● **Exercise description**
Exactly the lines from the start of the data below through the line containing "Target: blue sky" must be returned, and no others.

● **Data supplied**
══════════════════════════════

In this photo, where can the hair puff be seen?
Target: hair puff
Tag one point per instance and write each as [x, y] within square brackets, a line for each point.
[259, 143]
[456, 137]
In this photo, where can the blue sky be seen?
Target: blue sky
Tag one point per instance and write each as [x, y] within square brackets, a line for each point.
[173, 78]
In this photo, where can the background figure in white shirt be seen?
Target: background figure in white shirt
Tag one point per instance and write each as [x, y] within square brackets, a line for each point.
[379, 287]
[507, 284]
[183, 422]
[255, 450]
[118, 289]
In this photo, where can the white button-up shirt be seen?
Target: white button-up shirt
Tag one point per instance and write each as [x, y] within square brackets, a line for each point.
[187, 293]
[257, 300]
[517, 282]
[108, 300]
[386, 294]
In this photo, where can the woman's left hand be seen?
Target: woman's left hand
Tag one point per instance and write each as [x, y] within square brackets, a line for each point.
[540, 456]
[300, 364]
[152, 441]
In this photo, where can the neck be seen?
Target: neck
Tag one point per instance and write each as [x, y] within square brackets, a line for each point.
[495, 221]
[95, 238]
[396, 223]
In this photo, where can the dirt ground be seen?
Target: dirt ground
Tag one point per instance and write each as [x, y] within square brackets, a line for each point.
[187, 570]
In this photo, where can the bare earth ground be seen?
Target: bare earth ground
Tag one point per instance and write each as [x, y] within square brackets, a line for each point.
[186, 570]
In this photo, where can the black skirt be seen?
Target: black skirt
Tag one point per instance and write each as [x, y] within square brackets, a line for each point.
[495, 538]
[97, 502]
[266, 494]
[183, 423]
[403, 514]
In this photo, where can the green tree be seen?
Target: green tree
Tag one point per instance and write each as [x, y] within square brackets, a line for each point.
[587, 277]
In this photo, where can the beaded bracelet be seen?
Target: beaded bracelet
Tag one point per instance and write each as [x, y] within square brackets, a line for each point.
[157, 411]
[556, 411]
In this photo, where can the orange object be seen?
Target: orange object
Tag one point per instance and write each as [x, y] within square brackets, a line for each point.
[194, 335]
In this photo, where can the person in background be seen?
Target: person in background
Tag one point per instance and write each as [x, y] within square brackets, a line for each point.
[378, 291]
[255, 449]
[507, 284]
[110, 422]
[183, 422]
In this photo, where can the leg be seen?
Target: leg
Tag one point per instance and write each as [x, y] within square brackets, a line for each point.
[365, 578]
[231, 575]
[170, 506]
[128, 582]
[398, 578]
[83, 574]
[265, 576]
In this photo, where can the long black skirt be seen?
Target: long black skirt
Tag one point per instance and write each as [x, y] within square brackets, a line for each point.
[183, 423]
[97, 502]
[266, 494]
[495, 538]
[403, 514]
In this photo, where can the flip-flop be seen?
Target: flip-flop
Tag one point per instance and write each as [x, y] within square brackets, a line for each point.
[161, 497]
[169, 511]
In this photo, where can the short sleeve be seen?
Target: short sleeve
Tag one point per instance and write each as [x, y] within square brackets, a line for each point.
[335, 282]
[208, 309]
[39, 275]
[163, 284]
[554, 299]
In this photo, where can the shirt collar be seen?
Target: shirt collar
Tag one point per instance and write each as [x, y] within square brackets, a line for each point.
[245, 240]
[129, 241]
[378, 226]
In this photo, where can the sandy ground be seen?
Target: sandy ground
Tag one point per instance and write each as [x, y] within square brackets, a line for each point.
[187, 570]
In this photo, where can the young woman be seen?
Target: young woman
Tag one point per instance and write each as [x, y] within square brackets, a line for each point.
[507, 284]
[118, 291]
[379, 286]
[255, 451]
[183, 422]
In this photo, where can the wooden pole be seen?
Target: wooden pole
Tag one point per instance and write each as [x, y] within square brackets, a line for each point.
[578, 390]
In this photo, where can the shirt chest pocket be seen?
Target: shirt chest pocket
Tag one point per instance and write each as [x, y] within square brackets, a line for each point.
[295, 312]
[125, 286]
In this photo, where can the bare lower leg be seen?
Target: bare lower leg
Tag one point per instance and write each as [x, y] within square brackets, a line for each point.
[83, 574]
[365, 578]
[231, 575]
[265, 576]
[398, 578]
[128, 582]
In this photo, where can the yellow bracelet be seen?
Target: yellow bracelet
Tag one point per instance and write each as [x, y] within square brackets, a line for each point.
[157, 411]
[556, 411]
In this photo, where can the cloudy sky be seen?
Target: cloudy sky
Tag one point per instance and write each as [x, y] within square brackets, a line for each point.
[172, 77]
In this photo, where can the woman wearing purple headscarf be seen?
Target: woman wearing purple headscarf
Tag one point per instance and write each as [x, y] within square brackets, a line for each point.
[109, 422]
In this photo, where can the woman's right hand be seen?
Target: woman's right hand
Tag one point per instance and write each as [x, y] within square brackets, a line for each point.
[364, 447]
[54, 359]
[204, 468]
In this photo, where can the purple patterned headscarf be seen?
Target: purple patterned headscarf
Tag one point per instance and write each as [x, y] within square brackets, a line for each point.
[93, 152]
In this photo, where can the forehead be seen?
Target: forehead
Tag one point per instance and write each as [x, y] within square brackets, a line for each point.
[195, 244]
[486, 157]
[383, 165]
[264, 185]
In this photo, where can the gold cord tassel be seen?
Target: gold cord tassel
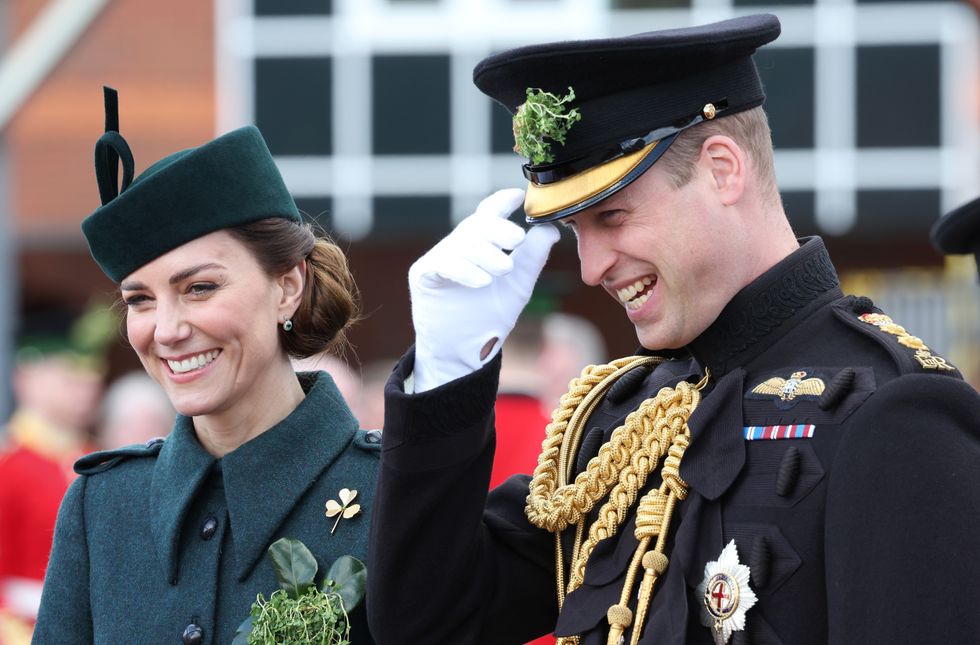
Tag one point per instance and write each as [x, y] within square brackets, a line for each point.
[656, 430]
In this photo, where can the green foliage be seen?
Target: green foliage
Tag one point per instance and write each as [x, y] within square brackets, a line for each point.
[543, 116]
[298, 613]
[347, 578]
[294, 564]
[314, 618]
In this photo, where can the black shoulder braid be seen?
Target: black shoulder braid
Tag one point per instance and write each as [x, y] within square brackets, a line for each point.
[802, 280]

══════════════════════════════

● **Result of this task**
In this photo, where can the hair puff be seen?
Target: hair puff
Tag one point per instance and write each as [x, y] within square brackets, a line for each point.
[259, 143]
[456, 137]
In this photo, where can the blue sky be seen?
Target: blue sky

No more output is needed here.